::: TEXT PASSAGE
Class of 2020: Working Men's Club

Interview Class of 2020: Working Men’s Club

Less than 12 months since their debut single, and two members down (but far from out), singer Syd Minsky-Sargeant is out to dismantle the industry, one banger at a time.

“People are fucking shy of saying what needs to be said,” declares Working Men’s Club frontman Sydney Minsky-Sargeant in a Yorkshire drawl, stooped over the pub table we’re sat at. “People aren’t saying what they think; people are just chatting shit. Especially in the music industry, people are saying stuff for a reaction - I’m not, I’m saying EXACTLY what I think.”

The frontman is an ardent force to be reckoned with, one loaded with opinions that snowball once you get him started. “I feel there’s been a lack of decent music in general for a long time,” he continues. “I don’t think I could name 10 bands in the past decade that have made me really go, ‘Fucking hell’. I think it’s all really safe.”

When we meet, it’s mid-tour for Working Men’s Club: a time where bags underscore eyelids and routines fall out of sync with the rest of the working world. It seems a spell Syd is currently beholden to. Unlike most bands on the road though, the rings around his eyes aren’t solely indicative of a booze-infused evening; instead, Syd was up late engaged in a heated debate with a cleaner at the Hare & Hounds in Birmingham about Brexit.

One exchange particularly infuriated him. After explaining the origins of the EU’s formation to bring unity and peace over Europe to said cleaner, she retorted with, “Some people need to persecuted”. He raises his arms in bafflement, sloshing his pint of Guinness in the process. “Where is that hate coming from?! It’s coming from everywhere man!” he exclaims, armed with a piercing stare which rarely strays throughout our conversation.

“These days / This time / Gets stuck / Between the line” goes the refrain of the band’s most recent single ‘Teeth’, embodying and exuding the feeling of disillusionment that continues to sweep the nation. “Everything‘s a myth / don’t know what to believe,” the lyrics continue as they clamber for answers but ultimately end up falling short; a mutual sensation we’ve all felt over the past 12 months.

When you look at the timelines, Working Men’s Club are still a band in their infancy, with their first official single only released in February 2019. Yet the 11 months since has seen them endure changes that take most bands a few years to experience; not only have they generated enormous buzz off their early releases, marking them as a serious prospect for 2020, they’ve also lost two original members in the process. “No disrespect to anybody who’s been involved,” Syd says, brushing his palms together. “It’s a new beginning really.”

Class of 2020: Working Men's Club

“Sam Fender and Lewis Capaldi? I think it’s mass murder of art and culture.”
::::::
::: DATA
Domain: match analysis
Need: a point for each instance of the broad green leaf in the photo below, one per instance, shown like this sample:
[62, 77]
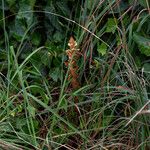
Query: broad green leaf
[111, 25]
[55, 74]
[36, 38]
[102, 49]
[143, 43]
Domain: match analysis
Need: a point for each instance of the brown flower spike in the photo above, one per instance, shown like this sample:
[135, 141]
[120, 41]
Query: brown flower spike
[73, 56]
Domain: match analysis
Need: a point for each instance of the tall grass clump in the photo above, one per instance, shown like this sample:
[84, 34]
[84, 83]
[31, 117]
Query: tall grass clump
[39, 109]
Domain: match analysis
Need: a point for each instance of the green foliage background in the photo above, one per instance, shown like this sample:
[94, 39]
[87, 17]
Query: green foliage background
[33, 85]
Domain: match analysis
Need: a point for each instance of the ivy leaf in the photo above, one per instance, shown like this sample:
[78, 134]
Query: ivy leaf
[36, 38]
[143, 43]
[111, 25]
[102, 49]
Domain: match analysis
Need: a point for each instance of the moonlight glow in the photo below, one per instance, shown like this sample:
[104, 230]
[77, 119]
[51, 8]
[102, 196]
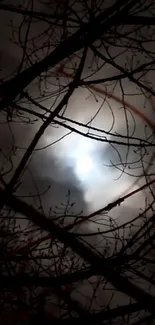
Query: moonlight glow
[84, 165]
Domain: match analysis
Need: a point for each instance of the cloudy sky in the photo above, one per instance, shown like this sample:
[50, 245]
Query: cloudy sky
[89, 169]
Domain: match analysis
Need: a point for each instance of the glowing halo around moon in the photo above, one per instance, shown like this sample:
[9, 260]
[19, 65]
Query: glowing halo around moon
[84, 164]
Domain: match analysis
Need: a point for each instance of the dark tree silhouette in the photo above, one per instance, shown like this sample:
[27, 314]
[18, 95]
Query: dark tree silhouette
[59, 262]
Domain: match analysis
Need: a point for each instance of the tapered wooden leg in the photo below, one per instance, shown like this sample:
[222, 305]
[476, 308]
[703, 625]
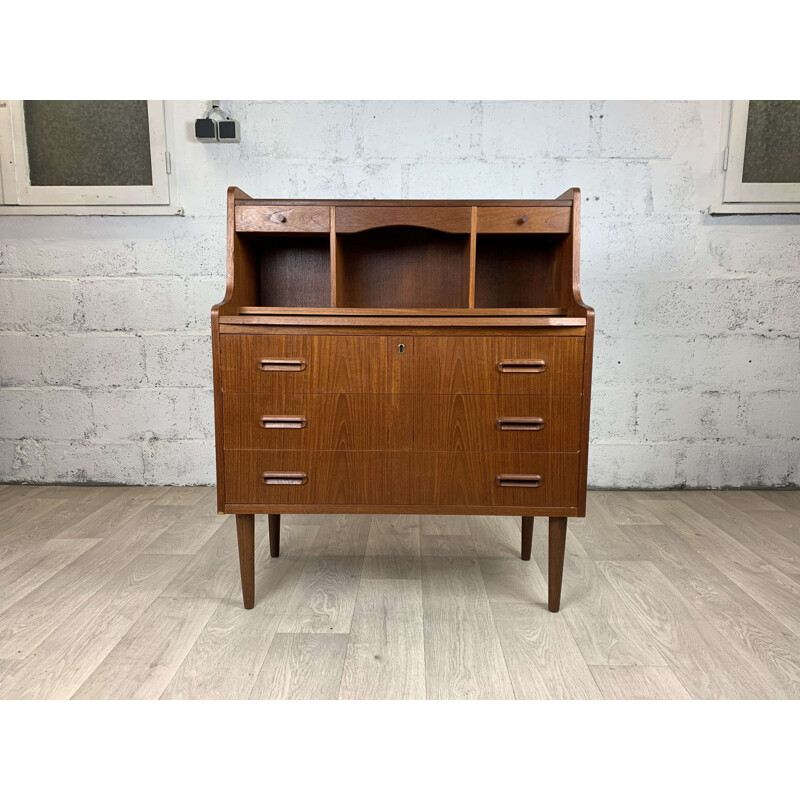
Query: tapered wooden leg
[246, 533]
[555, 560]
[527, 537]
[274, 535]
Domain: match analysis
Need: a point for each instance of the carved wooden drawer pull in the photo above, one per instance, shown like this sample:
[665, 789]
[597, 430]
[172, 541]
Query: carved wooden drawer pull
[520, 423]
[519, 481]
[283, 422]
[521, 365]
[282, 364]
[284, 478]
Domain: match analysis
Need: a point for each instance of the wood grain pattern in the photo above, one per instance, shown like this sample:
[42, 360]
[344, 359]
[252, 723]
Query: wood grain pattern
[282, 219]
[639, 683]
[282, 259]
[150, 653]
[543, 660]
[385, 655]
[325, 594]
[402, 422]
[564, 200]
[69, 655]
[302, 666]
[227, 657]
[33, 618]
[352, 219]
[606, 631]
[405, 268]
[714, 634]
[277, 321]
[27, 573]
[463, 656]
[333, 421]
[523, 219]
[334, 364]
[392, 548]
[691, 646]
[469, 365]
::::::
_GIVEN EXERCISE_
Translate this sentence from the Working Men's Club interview into Spanish: "When you look at the timelines, Working Men’s Club are still a band in their infancy, with their first official single only released in February 2019."

_ANSWER TO THE PROBLEM_
Si se observan las fechas, Working Men’s Club sigue siendo una banda en sus inicios, ya que su primer sencillo oficial no salió hasta febrero de 2019.